ASSIGNMENT »
Take each line from the material below that includes the string "mouth" and copy it.

======== RECORDS FOR PROCESSING ========

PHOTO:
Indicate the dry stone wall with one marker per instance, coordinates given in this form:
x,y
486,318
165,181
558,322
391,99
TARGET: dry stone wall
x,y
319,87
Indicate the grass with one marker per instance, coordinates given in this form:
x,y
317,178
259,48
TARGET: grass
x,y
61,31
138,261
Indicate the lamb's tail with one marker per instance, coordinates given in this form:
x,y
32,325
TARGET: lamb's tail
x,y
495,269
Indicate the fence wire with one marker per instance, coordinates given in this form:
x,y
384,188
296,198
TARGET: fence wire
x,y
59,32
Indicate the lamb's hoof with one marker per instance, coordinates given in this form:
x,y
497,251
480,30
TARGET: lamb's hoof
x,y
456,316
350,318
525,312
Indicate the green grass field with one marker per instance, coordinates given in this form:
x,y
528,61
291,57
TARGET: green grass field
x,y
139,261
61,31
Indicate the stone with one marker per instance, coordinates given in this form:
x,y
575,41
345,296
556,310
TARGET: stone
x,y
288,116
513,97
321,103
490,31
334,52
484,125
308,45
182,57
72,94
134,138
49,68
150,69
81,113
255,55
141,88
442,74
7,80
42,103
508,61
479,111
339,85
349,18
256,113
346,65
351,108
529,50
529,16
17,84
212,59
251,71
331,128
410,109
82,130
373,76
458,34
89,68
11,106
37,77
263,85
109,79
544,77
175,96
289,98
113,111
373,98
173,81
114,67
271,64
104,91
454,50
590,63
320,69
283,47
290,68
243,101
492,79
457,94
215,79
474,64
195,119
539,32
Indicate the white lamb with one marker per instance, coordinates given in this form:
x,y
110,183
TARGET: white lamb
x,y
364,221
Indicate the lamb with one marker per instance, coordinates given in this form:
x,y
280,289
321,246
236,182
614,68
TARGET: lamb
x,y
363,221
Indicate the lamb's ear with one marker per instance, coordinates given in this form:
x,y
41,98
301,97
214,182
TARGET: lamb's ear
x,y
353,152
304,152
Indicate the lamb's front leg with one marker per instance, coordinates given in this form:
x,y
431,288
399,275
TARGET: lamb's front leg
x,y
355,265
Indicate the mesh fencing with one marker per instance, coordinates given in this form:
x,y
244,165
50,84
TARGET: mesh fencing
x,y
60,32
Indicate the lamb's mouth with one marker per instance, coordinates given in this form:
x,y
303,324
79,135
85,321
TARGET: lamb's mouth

========

REPLY TO THE TASK »
Indicate the lamb's mouth with one marker per instance, coordinates given in this form:
TARGET: lamb's mouth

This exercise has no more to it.